(Image lines on named regions)
▬▬▬▬▬▬▬▬▬▬

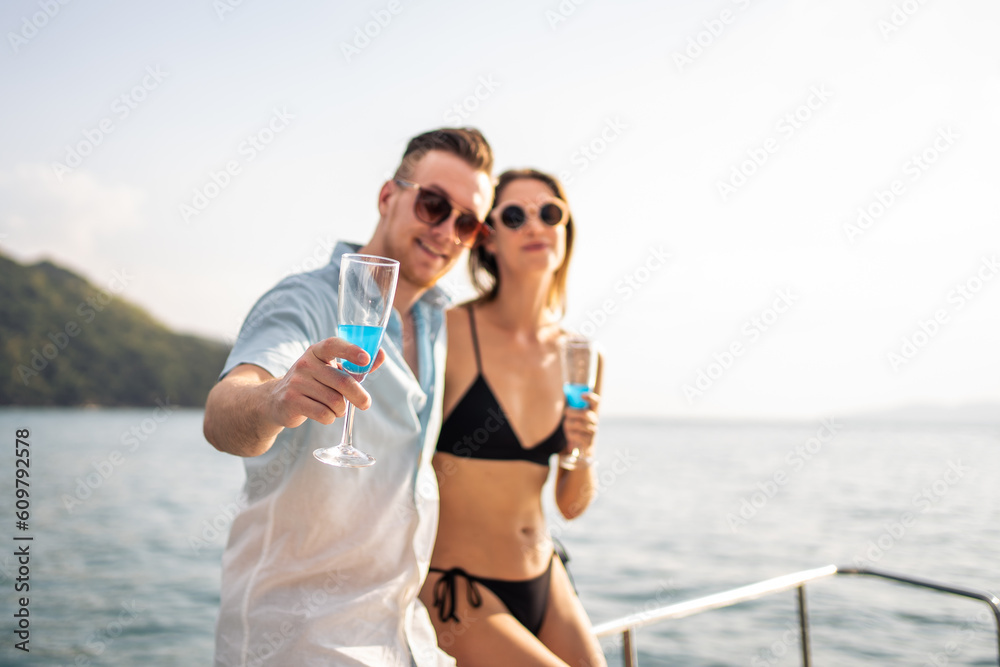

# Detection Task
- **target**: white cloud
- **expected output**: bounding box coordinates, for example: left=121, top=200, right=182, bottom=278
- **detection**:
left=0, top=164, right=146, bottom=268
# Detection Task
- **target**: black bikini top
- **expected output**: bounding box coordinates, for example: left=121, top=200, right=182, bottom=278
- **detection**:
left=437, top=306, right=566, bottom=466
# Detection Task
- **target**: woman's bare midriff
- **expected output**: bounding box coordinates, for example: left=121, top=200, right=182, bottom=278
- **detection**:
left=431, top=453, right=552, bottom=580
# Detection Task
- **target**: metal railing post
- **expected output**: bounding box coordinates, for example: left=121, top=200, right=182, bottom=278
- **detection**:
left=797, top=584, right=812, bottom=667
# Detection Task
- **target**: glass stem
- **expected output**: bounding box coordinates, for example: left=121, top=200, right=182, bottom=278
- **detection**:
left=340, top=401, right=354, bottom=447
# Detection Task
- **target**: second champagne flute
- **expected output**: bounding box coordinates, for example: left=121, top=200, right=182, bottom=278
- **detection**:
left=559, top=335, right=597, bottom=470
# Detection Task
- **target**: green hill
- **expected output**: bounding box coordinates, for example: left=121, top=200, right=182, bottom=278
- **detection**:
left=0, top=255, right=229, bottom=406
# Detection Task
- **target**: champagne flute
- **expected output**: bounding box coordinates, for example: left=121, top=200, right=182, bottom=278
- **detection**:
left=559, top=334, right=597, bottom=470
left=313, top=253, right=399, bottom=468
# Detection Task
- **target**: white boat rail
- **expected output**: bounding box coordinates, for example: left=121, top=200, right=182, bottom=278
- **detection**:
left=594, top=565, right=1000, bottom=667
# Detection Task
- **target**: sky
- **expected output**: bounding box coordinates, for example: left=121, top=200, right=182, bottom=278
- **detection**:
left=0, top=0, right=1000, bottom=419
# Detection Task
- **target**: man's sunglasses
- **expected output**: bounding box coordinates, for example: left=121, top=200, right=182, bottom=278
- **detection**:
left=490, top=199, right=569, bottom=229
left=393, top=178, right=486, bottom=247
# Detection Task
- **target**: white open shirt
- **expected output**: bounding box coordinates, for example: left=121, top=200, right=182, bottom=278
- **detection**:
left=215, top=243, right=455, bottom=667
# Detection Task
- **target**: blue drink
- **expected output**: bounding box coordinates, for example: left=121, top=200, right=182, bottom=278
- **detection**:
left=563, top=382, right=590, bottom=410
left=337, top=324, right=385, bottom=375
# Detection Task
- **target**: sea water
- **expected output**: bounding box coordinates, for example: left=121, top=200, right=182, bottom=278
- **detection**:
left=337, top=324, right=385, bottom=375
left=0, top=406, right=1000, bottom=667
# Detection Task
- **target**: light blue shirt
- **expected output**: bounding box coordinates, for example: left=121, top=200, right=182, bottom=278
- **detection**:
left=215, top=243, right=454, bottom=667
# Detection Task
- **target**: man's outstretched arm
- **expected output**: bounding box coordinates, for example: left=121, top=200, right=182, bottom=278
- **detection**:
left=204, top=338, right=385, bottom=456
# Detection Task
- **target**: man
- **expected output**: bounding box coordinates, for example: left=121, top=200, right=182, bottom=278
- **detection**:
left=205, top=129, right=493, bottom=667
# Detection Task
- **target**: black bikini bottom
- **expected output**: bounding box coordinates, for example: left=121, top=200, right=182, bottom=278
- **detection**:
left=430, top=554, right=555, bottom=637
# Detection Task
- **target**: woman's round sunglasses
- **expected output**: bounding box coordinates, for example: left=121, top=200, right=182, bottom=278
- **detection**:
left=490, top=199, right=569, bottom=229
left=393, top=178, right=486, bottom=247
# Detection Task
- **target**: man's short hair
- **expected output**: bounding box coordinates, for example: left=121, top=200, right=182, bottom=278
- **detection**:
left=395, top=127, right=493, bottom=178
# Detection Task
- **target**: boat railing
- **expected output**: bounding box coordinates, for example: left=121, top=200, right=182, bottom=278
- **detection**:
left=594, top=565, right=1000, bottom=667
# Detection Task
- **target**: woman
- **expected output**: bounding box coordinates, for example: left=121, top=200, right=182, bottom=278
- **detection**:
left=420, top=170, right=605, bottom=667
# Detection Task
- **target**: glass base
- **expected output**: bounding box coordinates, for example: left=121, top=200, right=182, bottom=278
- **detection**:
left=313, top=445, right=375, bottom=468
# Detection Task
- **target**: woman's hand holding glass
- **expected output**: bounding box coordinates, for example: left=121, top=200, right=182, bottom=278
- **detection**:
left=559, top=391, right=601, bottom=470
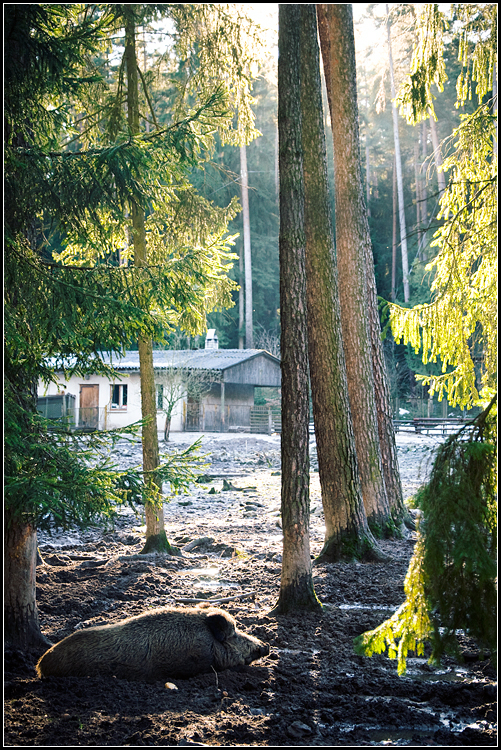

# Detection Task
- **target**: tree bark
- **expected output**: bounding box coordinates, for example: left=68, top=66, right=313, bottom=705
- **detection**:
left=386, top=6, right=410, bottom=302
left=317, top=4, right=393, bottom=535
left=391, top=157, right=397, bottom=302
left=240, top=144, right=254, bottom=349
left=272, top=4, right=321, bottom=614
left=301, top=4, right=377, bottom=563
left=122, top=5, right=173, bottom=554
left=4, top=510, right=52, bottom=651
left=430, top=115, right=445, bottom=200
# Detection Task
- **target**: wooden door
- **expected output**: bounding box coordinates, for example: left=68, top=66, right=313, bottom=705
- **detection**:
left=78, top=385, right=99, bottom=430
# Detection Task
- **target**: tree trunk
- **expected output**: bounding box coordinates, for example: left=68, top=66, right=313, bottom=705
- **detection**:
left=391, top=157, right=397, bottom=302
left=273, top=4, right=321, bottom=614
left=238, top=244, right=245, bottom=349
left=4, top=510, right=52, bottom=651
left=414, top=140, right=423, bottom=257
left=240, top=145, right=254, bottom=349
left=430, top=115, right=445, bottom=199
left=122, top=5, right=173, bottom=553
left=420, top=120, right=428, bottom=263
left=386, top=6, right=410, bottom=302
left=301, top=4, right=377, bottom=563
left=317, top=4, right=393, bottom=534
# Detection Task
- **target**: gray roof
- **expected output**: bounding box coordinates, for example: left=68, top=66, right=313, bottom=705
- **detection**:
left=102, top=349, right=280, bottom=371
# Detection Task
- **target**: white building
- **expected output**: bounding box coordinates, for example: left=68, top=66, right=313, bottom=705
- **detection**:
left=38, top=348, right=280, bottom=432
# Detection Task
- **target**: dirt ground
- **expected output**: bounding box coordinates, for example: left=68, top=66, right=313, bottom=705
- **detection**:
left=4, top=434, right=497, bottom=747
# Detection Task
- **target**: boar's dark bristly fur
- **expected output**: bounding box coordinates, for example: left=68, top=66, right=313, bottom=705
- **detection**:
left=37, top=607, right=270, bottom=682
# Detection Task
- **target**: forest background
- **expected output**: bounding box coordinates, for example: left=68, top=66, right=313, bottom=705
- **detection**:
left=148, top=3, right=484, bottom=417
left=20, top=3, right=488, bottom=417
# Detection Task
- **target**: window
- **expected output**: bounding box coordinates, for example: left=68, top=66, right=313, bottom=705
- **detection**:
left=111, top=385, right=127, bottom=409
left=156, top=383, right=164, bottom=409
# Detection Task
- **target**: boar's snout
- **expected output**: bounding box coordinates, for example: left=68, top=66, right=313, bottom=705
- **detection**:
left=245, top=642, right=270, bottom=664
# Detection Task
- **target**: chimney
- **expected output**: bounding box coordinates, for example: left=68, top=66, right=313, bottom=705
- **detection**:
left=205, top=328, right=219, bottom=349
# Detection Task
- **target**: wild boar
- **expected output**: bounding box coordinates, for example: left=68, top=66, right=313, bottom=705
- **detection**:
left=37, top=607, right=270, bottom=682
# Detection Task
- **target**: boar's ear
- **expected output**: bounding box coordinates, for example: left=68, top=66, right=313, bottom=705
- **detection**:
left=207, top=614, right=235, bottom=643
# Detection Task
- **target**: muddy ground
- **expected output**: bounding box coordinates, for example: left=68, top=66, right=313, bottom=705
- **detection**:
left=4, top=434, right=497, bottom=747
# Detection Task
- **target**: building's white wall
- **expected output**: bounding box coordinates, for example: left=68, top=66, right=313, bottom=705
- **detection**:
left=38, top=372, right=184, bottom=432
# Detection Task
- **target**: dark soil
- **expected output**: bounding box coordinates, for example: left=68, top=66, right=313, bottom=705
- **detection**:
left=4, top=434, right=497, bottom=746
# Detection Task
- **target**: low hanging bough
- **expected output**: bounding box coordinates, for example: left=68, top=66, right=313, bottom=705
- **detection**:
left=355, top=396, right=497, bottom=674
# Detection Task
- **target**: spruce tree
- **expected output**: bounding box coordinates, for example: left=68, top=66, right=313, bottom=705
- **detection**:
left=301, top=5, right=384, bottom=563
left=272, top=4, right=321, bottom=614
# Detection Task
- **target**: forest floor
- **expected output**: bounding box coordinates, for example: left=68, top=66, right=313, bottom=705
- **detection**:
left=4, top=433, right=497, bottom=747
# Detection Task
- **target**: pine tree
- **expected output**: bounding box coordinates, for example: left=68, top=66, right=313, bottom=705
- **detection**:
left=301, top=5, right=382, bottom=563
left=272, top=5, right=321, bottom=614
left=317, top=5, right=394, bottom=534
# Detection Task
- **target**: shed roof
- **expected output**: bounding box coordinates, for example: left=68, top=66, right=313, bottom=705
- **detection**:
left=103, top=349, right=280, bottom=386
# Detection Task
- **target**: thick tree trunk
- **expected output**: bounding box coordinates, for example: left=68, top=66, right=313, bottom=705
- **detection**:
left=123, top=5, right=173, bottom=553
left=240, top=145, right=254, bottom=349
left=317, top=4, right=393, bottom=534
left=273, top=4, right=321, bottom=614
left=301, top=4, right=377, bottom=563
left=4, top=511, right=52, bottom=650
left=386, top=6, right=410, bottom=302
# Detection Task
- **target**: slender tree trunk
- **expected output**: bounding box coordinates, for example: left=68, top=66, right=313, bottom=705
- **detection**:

▬▬▬▬▬▬▬▬▬▬

Exercise details: Turn the lines from the start of the records through the line that contains "left=437, top=306, right=566, bottom=466" into a numbered list, skipping any blank lines. Leave the pictures out.

Response to the exercise:
1. # Detection Task
2. - **target**: white cloud
3. - **expected output**: bounding box coordinates, for example: left=121, top=200, right=182, bottom=278
4. - **detection**:
5. left=0, top=164, right=146, bottom=268
6. # Detection Task
7. - **target**: black bikini top
8. - **expected output**: bounding box coordinates, for example: left=121, top=200, right=182, bottom=278
9. - **detection**:
10. left=437, top=306, right=566, bottom=466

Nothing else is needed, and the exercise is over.